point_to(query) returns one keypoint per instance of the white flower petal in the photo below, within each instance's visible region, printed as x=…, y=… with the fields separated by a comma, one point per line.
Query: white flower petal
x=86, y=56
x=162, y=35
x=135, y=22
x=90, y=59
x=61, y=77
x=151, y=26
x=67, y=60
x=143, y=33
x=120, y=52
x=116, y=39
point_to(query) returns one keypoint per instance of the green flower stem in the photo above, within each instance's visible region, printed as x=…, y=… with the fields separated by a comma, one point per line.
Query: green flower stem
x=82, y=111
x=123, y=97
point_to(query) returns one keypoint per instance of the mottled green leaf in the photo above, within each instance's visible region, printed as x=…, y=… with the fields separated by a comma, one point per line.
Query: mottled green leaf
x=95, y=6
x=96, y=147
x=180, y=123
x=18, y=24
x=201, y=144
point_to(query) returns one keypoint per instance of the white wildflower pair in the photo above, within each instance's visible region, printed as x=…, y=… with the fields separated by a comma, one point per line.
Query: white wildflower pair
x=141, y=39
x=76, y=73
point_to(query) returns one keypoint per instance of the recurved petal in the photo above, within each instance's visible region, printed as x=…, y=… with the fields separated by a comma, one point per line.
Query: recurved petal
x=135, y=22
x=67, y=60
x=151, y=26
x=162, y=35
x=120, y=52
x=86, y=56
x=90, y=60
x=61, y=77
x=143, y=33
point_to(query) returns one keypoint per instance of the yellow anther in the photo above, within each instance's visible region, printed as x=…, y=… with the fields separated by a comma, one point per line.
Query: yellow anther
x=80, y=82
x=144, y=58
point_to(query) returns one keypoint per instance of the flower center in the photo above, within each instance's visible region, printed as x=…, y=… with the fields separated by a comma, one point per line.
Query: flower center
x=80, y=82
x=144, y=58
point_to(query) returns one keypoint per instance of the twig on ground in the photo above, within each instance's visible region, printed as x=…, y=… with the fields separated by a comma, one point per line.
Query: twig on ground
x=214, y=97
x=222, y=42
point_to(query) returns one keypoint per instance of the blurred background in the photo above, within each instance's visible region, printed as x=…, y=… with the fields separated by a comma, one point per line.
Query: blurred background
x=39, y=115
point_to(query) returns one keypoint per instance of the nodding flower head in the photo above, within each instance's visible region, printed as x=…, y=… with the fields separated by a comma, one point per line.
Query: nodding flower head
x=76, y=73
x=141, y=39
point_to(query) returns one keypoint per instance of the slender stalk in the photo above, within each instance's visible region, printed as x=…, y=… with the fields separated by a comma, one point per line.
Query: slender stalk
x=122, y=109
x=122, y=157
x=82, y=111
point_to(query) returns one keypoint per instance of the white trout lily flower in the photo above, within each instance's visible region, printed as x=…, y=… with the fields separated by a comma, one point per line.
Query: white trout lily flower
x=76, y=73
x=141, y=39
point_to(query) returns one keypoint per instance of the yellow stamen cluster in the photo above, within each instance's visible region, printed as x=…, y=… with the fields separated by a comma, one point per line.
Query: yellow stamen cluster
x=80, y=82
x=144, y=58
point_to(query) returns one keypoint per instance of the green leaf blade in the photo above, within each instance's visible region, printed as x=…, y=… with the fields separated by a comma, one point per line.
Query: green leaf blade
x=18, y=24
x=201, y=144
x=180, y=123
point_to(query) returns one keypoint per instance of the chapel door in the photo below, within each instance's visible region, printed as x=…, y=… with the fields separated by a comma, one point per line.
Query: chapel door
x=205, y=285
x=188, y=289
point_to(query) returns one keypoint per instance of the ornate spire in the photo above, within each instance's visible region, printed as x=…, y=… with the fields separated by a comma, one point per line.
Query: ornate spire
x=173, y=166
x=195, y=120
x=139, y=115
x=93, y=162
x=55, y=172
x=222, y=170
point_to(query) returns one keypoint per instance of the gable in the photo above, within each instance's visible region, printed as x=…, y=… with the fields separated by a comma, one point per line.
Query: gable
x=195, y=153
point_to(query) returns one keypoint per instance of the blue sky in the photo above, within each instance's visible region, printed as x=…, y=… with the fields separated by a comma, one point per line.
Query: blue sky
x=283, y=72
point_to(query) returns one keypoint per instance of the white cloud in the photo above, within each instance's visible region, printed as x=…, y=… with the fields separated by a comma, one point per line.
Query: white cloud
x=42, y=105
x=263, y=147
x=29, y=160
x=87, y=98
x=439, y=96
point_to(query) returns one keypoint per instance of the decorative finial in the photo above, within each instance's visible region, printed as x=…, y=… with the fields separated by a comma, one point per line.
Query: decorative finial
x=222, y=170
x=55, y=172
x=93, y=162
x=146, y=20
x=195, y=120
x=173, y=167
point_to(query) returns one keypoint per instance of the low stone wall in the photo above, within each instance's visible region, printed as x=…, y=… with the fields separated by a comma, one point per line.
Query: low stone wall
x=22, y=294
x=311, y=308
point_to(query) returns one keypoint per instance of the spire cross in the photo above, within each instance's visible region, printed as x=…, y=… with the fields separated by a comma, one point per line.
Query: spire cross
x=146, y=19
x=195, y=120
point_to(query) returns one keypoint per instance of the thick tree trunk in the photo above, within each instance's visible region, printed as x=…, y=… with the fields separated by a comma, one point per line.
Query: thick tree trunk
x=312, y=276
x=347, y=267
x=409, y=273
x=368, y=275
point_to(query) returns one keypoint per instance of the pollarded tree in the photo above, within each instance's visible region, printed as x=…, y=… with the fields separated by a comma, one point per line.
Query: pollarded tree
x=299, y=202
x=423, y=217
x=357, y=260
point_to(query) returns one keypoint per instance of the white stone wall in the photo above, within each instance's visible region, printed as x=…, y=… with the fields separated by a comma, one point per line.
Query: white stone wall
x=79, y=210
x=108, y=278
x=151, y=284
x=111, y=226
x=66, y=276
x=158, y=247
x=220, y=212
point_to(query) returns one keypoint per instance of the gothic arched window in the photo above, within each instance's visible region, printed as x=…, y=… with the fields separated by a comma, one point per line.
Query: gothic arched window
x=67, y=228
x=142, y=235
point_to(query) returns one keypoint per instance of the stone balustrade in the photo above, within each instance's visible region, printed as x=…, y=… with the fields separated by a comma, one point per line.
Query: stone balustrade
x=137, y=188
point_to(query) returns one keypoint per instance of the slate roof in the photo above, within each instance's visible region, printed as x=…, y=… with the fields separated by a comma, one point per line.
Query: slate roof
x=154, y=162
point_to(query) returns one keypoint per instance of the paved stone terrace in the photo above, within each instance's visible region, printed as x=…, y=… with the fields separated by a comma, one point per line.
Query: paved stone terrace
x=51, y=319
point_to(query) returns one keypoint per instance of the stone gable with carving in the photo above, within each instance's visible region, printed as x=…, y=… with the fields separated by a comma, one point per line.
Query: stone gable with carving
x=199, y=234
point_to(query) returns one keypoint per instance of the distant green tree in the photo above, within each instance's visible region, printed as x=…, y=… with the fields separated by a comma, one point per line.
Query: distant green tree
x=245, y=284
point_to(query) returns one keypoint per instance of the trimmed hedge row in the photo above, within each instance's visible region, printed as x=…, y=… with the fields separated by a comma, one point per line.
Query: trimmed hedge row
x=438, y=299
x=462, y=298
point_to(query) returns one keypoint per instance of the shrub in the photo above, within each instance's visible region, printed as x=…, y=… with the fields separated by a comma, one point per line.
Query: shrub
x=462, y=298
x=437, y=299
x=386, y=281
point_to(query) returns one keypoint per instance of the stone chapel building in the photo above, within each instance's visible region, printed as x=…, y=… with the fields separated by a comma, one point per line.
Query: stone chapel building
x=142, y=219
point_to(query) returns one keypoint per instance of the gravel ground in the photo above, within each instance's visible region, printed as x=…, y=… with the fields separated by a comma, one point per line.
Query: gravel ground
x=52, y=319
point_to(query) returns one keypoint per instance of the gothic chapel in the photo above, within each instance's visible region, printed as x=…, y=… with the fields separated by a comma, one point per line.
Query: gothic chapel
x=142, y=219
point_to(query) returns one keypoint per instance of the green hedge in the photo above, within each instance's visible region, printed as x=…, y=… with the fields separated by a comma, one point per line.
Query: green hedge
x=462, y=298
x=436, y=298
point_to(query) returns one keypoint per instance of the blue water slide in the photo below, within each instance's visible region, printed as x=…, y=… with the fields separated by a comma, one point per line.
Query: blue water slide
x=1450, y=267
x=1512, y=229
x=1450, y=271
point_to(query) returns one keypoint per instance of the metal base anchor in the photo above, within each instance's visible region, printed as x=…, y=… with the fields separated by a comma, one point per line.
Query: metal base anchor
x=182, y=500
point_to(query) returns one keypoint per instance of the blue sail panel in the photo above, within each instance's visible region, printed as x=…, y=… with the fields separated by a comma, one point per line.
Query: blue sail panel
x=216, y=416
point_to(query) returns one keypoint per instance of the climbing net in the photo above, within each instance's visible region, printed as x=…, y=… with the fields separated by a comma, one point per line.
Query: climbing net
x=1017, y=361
————
Your instructions:
Copy out the entries word for word, starting at the line that contains "the blue sail" and continuing through the last line of the entries, both included.

Result:
point_to(query) returns one keypoint per instance of the blue sail panel in the photo above, within each instance's visible region, printed as x=…, y=… with the fields separated by a comma, one point per line.
Query: blue sail panel
x=216, y=416
point_to(query) returns one keypoint per instance of the climbing net in the photo above, within each instance's visible region, printed as x=…, y=… with the fields separated by a comma, one point per line.
Query: climbing net
x=1017, y=361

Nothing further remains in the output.